▸ **Quoted text**
▶

Columbia's Gatekeepers

By Lena Scarver

Students flood the doors of Columbia College Chicago every day.  Their main concerns are whether their homework is proofread and completed to the professor’s satisfaction, their plans for the weekend, and why they waited until the last minute to do their homework.

Many students do not notice the small desk five feet away from the entrance doors.  It never occurs to them that the two people that sit behind those desks are there to help Columbia students as best they can.

The Department of Security and Campus Safety has been established since Columbia College has been in existence.  The entire operation is run from Room 803 in the 600 S. Michigan Avenue building.  Ron Dorsey, 55, head of security sits at his desk filing paperwork and talking on the telephone, making sure that the security guards perform their tasks efficiently.

Dorsey, who has been in charge of the Department of Security and Campus Safety since the early 1990s, began his career as a security officer 23 years ago.  During his career, Dorsey has been promoted from first sergeant at the 731 S. Plymouth Court residence hall, to lieutenant under the director of security, Jose Gallegos.  “It has been a blast working for Campus Security,” said Dorsey.

Thirty four security guards are placed throughout Columbia’s South Loop campus.  There are usually two guards to a desk.  African-American females dominate its demographics, although the department is trying to amend that.  In order to become a security guard, one must be licensed by the state, undergo a 20-hour training course, be trained in CPR, and have a clean legal record.

The security officers work diligently in order to ensure the safety of the students.  With the low crime rates on campus, it seems as if the security officers are pointless to have on campus grounds. 

Nicole McCormick, 19, a sophomore film/video editing student and a work-aide in the Science and Mathematics department located in the fifth floor of the 623 S. Wabash Avenue building, believes the security guards really don’t do anything.  McCormick recalls an incident where security did not do its jobs.

“My friend’s ex-boyfriend was stalking her,” she explained.  “He would stand outside of the Science and Mathematics office just staring at her.  We called the security desk.  He came upstairs, by that time he was gone.  We told the security guard what he looked like and he said he would look out for him. “

McCormick does agree that the security guards try their best to help the students with what they need.  “They’ll talk to you and when I first got here, they gave me directions when I needed them,” she said.  McCormick also said that security cannot protect everything.  Although McCormick has never been victimized on campus, she said that students need to look out for their own safety first.

As the security guards sit behind their desks conversing with students, guiding a lost student to his place of destination, or breaking up disputes between students on campus, an observant student would notice that some security desks are better equipped than others.

Rolando Stewart, 34, a former soldier in the United States Army and the National Guard, has worked as a security officer in the 33 E. Congress building since July 2004.  Stewart enjoys his job because he likes the college atmosphere.  Stewart, in his younger days, aspired to be a police officer, but he has changed his mind.  Stewart is now in school studying to be a paralegal at Northwestern Business College in Chicago.  He may even plan to attend law school.  Stewart was hired at Columbia College Chicago through Wackenhut Security.

Stewart said that campus security could be better if the guards were able to check students’ identification and backpacks.  The school does not want to enact that policy because they fear that they will offend the students and gain a lawsuit. 

Because of that policy, the school was burglarized on a few occasions.  In July 2004, a man came into the building and stole a laptop computer.  Since the security guards cannot check the students, there was no way of knowing if the gentleman was a student.

◀

▸ **Records**

▶

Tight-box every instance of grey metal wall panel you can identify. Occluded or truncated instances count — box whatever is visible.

◀
▶

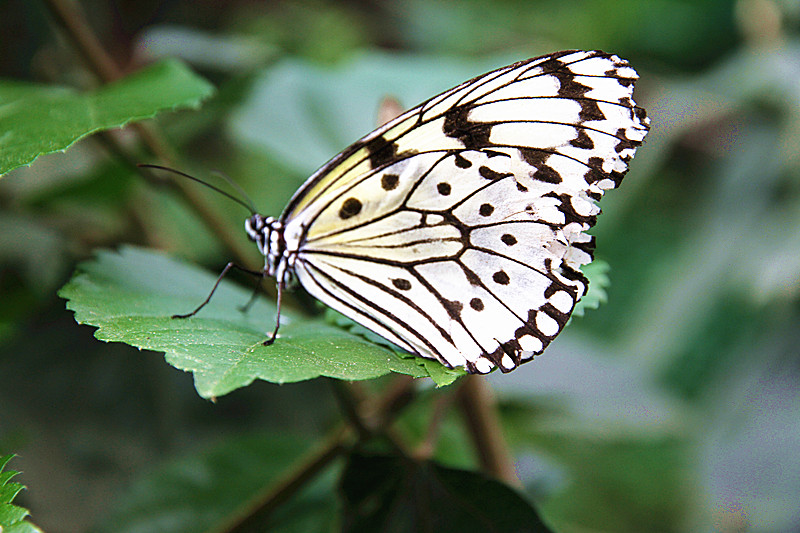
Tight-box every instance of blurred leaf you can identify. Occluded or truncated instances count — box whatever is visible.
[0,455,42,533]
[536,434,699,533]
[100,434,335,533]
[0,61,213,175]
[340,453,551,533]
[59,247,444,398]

◀
▶

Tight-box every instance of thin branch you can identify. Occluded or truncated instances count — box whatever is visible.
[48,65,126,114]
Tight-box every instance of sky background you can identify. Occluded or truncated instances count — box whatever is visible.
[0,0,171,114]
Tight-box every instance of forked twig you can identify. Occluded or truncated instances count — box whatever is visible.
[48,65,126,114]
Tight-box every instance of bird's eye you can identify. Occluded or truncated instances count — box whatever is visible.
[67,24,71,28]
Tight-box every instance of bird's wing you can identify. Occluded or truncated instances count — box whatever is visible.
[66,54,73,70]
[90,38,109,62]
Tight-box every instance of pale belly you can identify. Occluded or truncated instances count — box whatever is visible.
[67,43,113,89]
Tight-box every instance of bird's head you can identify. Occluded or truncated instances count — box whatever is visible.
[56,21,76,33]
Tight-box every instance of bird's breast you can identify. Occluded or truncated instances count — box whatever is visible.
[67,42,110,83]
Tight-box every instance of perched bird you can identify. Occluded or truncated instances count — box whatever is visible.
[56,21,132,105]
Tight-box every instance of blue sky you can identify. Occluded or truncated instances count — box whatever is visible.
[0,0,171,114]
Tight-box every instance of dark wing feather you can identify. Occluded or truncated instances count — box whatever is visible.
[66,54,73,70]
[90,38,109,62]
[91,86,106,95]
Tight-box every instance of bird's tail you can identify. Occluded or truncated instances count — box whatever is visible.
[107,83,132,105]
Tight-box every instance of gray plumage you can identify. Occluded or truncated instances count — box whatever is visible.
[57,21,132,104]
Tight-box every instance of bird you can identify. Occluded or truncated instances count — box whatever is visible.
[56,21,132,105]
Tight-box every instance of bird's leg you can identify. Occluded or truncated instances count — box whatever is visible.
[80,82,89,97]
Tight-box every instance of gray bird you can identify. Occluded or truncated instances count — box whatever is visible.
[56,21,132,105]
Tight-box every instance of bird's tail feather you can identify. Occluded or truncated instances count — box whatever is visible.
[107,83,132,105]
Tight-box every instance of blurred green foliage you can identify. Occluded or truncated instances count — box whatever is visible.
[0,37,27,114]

◀

▸ **List of tasks**
1) According to the article on Columbia's campus security, why does the school not allow its guards to check students' identification and backpacks?
2) Return the passage of the campus security article starting at "By Lena Scarver" and ending at "best they can.".
The material above comes from a separate source unrelated to the text.

▸ **The responses**
1) The school fears that such checks would offend students and expose it to a lawsuit.

2)
By Lena Scarver

Students flood the doors of Columbia College Chicago every day.  Their main concerns are whether their homework is proofread and completed to the professor’s satisfaction, their plans for the weekend, and why they waited until the last minute to do their homework.

Many students do not notice the small desk five feet away from the entrance doors.  It never occurs to them that the two people that sit behind those desks are there to help Columbia students as best they can.